Step 1 of the decoding procedure. The orange contour indicates the partial route at time step tdec

Fig. 7
figure 7

Step 2 of the decoding procedure. The blue box denotes the current node, the green contour represents the set of candidate nodes, and the red cross indicates masked nodes

Fig. 8
figure 8

Step 3 of the decoding procedure. The purple boxes above candidate nodes and depot indicate the selection probability

The value of C in Eq. (43) is selected as 10. Consequently, the next node \(a\in \left\{\mathrm{0,1},...,N\right\}\) is sampled from the output probability distribution \({p}_{t}^{dec}\) (following a categorical distribution or greedy fashion), and t and tdec are incremented by one.

5 Data-efficient training with proposed REINFORCE baseline

This section presents our proposed training methodology that improves learning efficiency. In terms of data efficiency, our methodology requires fewer (raw) training instances at every epoch compared to the conventional method. Since the training instances are generated on the fly, an epoch in our proposed methodology takes shorter time to generate the training data and transfer them over to the GPU. Moreover, in terms of sample efficiency, our method reaches an equivalent performance (validation score) within fewer training epochs or with fewer training instances in comparison with other methods.

5.1 Preliminary

Policy-gradient methods learn the policy directly and explicitly through gradient-based optimization. We define the model’s policy as a parametrized function \({\pi }_{\theta }(a|s)\), where θ denotes the trainable parameters of the model. The function is stochastic in that it defines a probability distribution of actions (a) at a given state (s). The goal of policy optimization is to maximize the expected cumulative return (sum of rewards, R(τ)) of the trajectory (\(\tau =({s}_{0},{a}_{0},{s}_{1},{a}_{1},...,{s}_{T})\)) whose actions are chosen by the policy defined as

$$J(\theta )={\mathbb{E}}_{\tau \sim {\pi }_{\theta }}\left[R(\tau )\right]={\mathbb{E}}_{\tau \sim {\pi }_{\theta }}\left[{\sum }_{t=0}^{T}r\left({s}_{t},{a}_{t}\right)\right].$$
(44)

The objective of the policy optimization problem expressed in Eq. (44) uses the expectation over all possible trajectories. For a given stochastic policy (\({\pi }_{\theta }\)), the trajectory probability (\(P(\tau ;{\pi }_{\theta }):=P(\tau ;\theta )\)) represents the probability of generating a trajectory following the policy. The trajectory probability is factorized as

$$P(\tau ;\theta )=\prod_{t=0}^{T}{\pi }_{\theta }({a}_{t}|{s}_{t})p({s}_{t+1}|{s}_{t},{a}_{t}),$$
(45)

Exercise materials:

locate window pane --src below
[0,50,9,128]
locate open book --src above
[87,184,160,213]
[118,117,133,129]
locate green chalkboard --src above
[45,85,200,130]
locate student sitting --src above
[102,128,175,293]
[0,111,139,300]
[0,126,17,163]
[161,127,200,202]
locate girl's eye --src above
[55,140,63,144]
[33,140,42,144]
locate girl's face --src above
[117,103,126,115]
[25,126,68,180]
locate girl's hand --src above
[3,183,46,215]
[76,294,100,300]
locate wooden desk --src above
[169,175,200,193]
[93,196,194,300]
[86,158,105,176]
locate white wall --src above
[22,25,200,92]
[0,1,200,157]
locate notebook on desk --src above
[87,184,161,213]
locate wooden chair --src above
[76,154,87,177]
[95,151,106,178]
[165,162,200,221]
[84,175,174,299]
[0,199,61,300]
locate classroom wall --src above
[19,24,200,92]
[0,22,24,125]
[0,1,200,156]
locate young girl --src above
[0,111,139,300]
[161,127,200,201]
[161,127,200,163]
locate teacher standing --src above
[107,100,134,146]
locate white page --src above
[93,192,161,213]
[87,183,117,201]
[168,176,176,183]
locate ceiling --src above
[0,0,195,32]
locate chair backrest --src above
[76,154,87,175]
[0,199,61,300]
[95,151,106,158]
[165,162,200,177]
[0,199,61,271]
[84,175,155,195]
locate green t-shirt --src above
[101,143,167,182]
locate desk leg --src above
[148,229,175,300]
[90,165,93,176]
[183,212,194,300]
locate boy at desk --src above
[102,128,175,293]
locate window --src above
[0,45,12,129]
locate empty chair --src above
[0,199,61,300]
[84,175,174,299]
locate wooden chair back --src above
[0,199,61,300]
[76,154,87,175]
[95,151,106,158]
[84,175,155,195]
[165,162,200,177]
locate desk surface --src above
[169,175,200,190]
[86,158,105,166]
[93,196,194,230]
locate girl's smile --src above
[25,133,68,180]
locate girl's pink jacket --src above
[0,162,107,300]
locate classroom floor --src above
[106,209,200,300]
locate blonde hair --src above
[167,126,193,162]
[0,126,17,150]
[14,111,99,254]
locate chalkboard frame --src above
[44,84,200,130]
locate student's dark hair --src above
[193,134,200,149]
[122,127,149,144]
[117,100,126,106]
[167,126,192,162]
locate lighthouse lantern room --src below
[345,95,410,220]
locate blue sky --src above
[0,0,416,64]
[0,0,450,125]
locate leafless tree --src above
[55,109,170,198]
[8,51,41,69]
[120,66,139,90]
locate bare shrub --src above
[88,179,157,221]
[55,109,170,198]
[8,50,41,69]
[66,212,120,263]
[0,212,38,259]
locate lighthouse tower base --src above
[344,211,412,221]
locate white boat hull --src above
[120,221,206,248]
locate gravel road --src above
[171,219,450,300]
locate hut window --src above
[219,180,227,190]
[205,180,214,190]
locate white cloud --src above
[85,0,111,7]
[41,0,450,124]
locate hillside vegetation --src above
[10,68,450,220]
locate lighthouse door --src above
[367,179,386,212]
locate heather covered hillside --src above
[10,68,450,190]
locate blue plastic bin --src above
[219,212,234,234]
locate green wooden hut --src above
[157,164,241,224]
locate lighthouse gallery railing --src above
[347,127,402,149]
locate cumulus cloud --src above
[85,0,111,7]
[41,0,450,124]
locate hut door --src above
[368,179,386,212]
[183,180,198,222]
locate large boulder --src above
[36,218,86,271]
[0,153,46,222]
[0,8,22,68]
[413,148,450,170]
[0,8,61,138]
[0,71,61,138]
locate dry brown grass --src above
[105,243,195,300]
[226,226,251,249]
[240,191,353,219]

Required tasks:
1. In the listing, substitute "big rock" for "large boulder" in the stretch from the line containing "locate hut door --src above" through the end of the listing, leaving everything else unchanged. Give back only that stretch.
2. Resume the excerpt on policy-gradient training from the point at which it stops.
The listing has nothing to do with the excerpt on policy-gradient training.

Task results:
1.
locate hut door --src above
[368,179,386,212]
[183,180,198,222]
locate big rock --src above
[36,218,86,271]
[0,153,46,222]
[0,8,22,68]
[413,148,450,170]
[0,8,61,138]
[0,71,61,138]
locate dry brown grass --src above
[105,243,195,300]
[226,226,251,249]
[240,191,353,219]

2.
where \(p\left({s}_{t+1}\text{| }{s}_{t},{a}_{t}\right)\) is the state-transition probability of the MDP defined in Section III. Williams [35] proposed a viable estimator of the policy gradient using Monte-Carlo sampling by assuming that R(τ) is independent of θ:

$${\nabla }_{\theta }J(\theta )={\mathbb{E}}_{\tau \sim {\pi }_{\theta }}[R(\tau ){\nabla }_{\theta }{\text{log}}P(\tau ;\theta )].$$
(46)

In practice, the unbiased REINFORCE gradient estimator presented in Eq. (46) suffers from a high variance of the returns \(R({\tau }_{i})\) and is sample inefficient since it requires many sample episodes to converge. We can overcome these issues by including a baseline (b(s)), an action-independent function, in the policy gradient estimation. Consequently, an unbiased estimate of the gradient with reduced variance is expressed as

$${\nabla }_{\theta }J(\theta )={\mathbb{E}}_{\tau \sim {\pi }_{\theta }}[(R(\tau )-b){\nabla }_{\theta }{\text{log}}P(\tau ;\theta )].$$
(47)

5.2 Choice of REINFORCE baseline b(s)

An example of the baseline is the average return over sample trajectories (\(b={\mathbb{E}}_{\tau \sim {\pi }_{\theta }}[R(\tau )]\approx \frac{1}{N}{\sum }_{i=1}^{N}R({\tau }_{i})\)), where N is the number of samples in a mini-batch. Although the mini-batch baseline can effectively reduce variance in Gradient-Bandit algorithms [36], Kool et al. [31] showed that it performs significantly worse than other state-of-the-art baselines.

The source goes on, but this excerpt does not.